TASK DETAILS:
According to the text on HMS Culloden, who captained the ship at the Battle of Cape St Vincent?
>> begin TEXT
HMS Culloden was a 74-gun third rate ship of the line of the Royal Navy, launched on 16 June 1783 at Rotherhithe. She took part in some of the most famous battles of the French Revolutionary Wars and the Napoleonic Wars before she was broken up in 1813.

French Revolutionary Wars

One of her first engagements was at the Glorious First of June, under Captain Isaac Schomberg. 
She was captained by Sir Thomas Troubridge in the Battle of Cape St Vincent, in which he led the line. Culloden was damaged, and had 10 men killed and 47 wounded. She later took part in the Battle of Santa Cruz de Tenerife. She participated in the Battle of the Nile, but ran aground on shoals before being able to engage the French fleet, and subsequently did not actively engage the enemy. She was assisted by HMS Mutine whilst aground.
>> end TEXT
>> begin SUPPLIED INFORMATION
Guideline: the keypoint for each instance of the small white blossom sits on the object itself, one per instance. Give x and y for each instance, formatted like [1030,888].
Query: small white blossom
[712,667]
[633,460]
>> end SUPPLIED INFORMATION
EXERCISE SOLUTION:
Sir Thomas Troubridge